■ **WHAT YOU WILL DO**
Everything from the line that contains "Target: cobblestone ground" through the final line of the records should be written out exactly, and nothing outside that span.

■ **Coordinate annotation records**

* start *

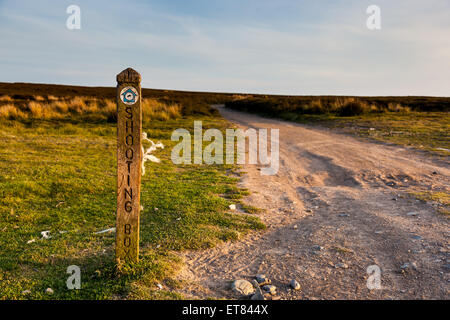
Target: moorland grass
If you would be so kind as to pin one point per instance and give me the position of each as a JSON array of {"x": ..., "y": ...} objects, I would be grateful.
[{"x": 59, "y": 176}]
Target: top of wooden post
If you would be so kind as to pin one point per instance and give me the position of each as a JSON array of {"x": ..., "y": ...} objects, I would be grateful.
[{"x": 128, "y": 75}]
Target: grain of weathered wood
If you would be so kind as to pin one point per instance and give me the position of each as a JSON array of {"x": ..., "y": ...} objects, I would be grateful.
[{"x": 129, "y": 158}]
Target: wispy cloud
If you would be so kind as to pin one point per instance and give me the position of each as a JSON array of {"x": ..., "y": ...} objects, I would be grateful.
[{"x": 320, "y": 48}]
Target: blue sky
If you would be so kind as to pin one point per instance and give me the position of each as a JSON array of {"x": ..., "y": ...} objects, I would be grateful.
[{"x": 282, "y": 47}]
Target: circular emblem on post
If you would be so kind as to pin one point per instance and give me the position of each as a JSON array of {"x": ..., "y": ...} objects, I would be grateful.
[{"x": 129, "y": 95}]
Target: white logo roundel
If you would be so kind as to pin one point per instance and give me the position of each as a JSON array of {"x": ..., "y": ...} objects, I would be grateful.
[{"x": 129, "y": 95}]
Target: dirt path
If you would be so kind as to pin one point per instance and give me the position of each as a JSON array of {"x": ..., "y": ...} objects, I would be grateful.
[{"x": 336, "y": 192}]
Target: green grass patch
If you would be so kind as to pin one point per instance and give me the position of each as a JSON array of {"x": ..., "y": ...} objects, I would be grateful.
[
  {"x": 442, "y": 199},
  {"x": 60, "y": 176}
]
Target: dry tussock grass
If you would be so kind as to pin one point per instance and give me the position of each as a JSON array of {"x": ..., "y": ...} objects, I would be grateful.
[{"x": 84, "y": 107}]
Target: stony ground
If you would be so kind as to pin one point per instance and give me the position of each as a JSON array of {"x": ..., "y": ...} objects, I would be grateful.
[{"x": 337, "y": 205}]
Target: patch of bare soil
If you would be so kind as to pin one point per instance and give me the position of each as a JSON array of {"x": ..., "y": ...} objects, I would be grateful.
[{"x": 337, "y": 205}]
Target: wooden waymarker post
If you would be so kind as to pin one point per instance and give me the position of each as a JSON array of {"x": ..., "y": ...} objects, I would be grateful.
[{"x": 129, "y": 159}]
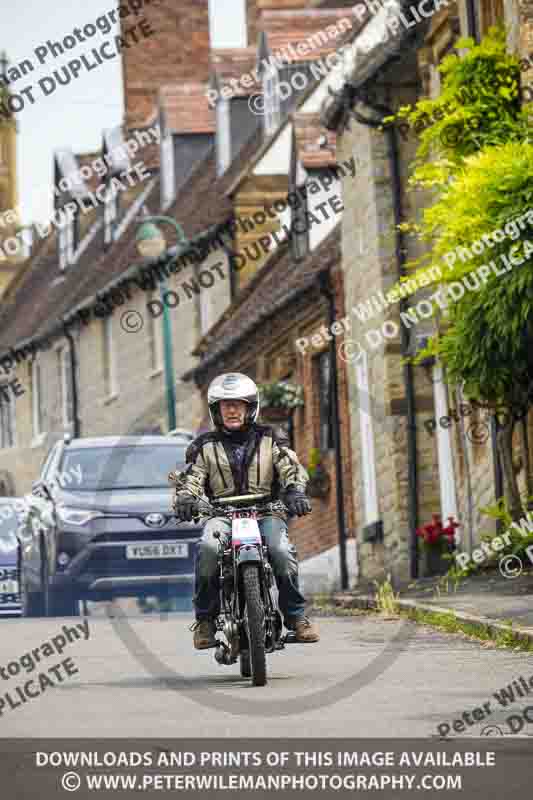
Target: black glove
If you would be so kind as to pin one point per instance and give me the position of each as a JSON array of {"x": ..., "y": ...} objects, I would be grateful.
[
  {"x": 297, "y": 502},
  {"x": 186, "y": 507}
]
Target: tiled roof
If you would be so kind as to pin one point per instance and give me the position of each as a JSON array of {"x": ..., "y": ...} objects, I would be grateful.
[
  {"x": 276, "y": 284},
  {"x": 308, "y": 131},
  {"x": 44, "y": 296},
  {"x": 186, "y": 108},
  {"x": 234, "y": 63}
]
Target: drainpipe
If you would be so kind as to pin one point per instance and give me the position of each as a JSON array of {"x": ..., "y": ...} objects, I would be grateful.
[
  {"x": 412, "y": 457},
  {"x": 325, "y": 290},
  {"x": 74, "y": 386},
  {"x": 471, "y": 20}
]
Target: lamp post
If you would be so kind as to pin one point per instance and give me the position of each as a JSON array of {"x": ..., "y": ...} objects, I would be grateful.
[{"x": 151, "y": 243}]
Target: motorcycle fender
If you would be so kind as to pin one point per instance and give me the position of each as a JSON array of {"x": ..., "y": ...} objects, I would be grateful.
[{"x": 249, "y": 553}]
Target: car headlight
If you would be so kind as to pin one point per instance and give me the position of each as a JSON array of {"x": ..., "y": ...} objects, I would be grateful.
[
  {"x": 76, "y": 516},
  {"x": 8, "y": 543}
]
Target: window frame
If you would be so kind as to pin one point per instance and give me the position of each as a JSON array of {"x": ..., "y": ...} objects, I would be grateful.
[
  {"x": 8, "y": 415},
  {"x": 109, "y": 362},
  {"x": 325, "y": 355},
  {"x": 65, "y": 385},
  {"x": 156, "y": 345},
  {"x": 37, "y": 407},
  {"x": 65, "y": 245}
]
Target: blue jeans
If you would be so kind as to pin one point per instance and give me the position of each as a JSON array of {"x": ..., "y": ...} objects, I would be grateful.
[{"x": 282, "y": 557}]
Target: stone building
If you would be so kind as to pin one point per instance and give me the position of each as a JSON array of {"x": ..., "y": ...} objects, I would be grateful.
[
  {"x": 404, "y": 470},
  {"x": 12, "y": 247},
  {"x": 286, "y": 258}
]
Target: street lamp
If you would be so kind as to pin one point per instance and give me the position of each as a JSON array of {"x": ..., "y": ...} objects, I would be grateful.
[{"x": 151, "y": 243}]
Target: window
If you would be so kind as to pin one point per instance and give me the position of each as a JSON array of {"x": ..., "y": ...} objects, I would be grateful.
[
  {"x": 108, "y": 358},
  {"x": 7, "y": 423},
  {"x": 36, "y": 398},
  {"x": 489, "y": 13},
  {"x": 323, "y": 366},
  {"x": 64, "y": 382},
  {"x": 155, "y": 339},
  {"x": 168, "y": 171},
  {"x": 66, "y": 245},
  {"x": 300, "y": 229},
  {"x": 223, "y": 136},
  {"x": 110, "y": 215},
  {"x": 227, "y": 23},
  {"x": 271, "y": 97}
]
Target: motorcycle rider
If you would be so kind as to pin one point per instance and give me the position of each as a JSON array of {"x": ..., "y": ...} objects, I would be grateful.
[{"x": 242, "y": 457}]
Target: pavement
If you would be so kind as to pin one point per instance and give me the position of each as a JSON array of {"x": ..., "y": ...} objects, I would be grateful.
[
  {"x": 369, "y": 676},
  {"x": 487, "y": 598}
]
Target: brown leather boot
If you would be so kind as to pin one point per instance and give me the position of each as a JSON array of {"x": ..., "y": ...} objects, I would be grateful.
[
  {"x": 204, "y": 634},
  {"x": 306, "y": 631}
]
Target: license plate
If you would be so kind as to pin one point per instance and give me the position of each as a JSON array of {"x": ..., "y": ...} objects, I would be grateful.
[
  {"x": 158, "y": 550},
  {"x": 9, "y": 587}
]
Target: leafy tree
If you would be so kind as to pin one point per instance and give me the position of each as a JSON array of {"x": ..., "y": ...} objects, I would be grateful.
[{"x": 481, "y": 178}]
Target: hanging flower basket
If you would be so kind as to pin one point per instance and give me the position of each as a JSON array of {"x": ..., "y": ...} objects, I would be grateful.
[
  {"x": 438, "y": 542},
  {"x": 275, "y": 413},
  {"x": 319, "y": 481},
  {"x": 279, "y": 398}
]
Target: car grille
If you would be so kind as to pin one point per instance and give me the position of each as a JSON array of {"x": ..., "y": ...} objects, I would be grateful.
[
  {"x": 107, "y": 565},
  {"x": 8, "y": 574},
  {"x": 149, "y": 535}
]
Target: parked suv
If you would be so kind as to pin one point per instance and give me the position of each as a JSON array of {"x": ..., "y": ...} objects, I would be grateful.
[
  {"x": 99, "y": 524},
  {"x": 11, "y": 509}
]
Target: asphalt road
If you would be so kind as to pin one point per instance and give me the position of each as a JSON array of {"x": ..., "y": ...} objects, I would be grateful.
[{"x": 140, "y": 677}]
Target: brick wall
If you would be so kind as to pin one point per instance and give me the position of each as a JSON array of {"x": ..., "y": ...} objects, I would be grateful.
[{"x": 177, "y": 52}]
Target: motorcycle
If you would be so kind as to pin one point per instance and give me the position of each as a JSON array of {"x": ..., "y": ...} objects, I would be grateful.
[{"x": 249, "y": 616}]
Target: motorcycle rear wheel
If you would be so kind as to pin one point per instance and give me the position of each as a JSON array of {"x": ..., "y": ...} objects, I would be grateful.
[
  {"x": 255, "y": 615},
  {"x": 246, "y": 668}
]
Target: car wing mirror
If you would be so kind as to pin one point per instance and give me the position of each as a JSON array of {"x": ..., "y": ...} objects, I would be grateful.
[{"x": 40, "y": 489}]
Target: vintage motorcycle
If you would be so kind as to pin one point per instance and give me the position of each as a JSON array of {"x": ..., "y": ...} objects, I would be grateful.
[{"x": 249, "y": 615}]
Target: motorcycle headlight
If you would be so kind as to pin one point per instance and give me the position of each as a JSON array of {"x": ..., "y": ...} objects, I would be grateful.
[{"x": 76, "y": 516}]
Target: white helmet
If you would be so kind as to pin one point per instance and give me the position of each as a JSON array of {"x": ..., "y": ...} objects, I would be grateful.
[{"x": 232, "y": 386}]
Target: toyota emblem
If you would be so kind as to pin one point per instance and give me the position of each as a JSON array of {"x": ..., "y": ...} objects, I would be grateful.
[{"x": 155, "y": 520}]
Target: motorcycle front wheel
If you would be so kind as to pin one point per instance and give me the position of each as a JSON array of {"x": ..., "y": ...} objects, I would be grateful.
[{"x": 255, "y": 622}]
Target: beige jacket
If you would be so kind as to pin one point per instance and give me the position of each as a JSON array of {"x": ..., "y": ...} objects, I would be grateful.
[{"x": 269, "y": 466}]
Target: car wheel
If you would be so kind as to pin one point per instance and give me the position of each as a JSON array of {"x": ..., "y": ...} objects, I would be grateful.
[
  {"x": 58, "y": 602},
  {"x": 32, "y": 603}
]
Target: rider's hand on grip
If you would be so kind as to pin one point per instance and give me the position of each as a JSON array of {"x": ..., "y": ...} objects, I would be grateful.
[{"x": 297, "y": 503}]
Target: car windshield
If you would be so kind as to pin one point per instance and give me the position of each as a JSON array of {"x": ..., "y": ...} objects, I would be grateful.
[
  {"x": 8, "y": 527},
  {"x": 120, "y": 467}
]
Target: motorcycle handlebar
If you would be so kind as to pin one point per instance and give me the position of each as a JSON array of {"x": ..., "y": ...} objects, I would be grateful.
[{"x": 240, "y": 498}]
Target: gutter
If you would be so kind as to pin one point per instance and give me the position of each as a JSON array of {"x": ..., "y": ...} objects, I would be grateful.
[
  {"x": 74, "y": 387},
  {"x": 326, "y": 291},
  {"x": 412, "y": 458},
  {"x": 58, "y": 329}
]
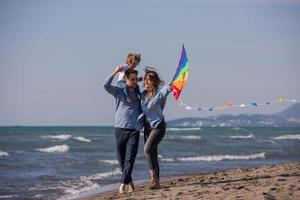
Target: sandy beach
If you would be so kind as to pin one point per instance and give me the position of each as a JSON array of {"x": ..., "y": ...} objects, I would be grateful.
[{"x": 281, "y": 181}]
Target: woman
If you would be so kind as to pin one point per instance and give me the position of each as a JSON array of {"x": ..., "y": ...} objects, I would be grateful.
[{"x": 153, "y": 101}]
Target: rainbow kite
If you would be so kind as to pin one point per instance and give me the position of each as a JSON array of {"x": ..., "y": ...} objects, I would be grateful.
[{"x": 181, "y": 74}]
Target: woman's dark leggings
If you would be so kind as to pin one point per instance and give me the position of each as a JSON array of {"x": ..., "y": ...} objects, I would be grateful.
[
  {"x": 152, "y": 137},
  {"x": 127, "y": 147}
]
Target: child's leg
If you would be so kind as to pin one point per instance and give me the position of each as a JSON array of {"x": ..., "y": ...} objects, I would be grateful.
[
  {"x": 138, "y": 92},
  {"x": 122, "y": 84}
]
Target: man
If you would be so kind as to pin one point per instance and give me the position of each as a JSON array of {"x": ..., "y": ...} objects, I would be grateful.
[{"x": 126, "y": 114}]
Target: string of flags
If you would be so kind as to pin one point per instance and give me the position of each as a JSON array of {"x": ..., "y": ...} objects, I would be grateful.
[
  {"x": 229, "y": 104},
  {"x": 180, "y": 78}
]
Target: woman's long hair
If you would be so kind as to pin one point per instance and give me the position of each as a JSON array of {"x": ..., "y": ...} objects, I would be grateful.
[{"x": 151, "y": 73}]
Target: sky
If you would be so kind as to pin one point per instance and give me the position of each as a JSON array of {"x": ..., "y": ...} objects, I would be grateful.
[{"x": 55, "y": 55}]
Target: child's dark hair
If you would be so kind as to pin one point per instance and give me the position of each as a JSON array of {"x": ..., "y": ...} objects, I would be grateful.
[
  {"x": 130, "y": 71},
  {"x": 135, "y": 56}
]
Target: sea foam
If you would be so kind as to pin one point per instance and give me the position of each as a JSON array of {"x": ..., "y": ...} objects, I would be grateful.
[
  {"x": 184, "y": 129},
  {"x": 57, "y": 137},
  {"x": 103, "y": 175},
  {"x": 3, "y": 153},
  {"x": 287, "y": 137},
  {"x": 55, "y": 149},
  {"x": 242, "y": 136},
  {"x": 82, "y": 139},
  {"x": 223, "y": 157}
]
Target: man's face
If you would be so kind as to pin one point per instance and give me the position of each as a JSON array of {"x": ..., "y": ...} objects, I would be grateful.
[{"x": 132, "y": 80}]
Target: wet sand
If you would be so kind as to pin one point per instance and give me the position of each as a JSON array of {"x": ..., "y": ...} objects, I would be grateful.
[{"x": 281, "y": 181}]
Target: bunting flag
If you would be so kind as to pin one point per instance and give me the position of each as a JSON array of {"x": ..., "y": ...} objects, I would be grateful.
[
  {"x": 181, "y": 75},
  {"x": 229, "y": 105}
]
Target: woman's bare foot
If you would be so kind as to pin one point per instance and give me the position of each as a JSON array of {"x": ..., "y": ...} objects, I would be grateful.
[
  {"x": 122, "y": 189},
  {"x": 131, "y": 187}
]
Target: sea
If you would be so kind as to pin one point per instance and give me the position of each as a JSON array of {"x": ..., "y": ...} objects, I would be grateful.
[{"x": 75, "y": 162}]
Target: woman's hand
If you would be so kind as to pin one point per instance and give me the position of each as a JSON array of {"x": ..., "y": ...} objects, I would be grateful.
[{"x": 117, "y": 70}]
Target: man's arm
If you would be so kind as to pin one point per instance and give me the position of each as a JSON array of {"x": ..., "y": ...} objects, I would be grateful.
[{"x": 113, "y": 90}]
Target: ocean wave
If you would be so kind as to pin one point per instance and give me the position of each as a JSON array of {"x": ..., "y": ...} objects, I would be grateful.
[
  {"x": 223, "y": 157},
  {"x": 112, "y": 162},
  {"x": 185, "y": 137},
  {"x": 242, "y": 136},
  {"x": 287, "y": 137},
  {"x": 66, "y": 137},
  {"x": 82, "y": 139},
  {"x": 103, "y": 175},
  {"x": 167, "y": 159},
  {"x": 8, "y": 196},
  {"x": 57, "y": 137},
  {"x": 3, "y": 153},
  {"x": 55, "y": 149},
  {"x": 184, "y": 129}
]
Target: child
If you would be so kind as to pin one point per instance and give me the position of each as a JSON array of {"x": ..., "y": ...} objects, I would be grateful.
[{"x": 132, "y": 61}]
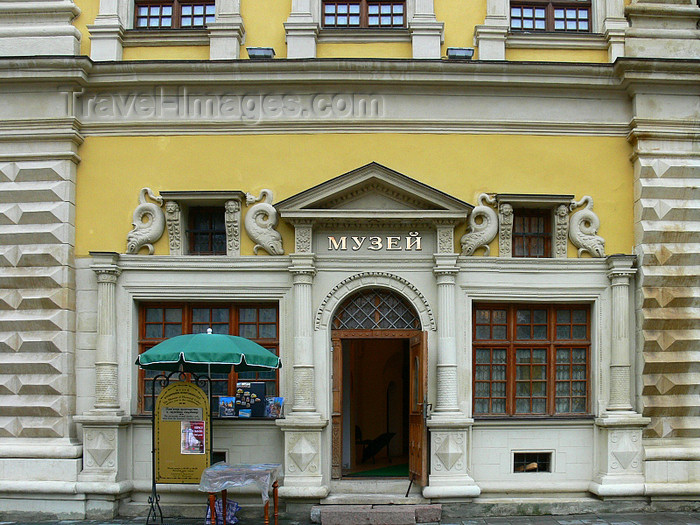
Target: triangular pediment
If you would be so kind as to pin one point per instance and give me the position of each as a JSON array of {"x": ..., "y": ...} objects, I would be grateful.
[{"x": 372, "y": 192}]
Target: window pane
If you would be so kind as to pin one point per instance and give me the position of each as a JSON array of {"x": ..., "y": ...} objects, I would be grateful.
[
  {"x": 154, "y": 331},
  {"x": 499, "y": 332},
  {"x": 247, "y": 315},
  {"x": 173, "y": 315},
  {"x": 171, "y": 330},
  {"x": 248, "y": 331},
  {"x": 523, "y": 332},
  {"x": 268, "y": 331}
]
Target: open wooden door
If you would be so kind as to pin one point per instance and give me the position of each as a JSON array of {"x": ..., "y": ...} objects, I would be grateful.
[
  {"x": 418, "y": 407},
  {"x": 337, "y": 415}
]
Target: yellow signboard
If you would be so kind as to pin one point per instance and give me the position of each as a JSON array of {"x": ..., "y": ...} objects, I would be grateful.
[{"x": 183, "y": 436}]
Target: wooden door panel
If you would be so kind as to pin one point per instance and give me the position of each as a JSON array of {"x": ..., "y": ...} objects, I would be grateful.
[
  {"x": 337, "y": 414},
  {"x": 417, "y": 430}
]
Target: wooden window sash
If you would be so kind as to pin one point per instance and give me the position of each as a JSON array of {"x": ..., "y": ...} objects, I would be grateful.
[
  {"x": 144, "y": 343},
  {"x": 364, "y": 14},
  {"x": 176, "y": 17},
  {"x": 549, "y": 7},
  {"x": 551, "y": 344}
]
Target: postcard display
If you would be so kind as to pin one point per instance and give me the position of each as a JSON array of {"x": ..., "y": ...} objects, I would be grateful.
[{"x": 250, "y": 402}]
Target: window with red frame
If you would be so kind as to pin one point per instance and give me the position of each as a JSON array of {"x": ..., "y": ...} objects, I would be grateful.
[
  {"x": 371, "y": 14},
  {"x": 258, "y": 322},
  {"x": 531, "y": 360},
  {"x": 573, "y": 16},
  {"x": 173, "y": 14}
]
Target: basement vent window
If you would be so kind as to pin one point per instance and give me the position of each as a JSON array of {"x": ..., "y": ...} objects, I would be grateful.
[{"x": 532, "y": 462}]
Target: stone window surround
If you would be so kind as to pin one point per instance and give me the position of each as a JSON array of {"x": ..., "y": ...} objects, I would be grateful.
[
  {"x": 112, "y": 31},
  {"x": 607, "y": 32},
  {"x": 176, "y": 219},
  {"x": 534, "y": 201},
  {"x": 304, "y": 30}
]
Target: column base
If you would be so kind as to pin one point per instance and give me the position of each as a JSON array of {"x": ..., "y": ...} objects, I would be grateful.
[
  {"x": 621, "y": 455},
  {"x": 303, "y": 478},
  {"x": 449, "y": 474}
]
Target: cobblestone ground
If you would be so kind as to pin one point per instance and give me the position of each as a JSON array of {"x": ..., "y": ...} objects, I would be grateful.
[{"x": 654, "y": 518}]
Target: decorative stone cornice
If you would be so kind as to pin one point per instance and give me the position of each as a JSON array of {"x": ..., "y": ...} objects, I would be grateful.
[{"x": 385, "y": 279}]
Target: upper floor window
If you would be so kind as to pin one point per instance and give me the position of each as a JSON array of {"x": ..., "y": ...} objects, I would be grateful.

* end *

■ **EXERCISE RESULT**
Target: cobblestone ground
If you would be so kind as to pin one point per instance and give me the position of each as a JSON array of {"x": ..., "y": ...} objects, I would be grateful.
[{"x": 654, "y": 518}]
Target: decorative stone cornice
If you would be so kind as to pin one point per instance and give me the position of each as a JSON array of {"x": ..., "y": ...} objects, I would be grateful.
[{"x": 385, "y": 279}]
Target: upper floor window
If you would be so kind as to pin one point per instance and give me the position of each as a JSON array of {"x": ..., "y": ...} objects, I would be grateful.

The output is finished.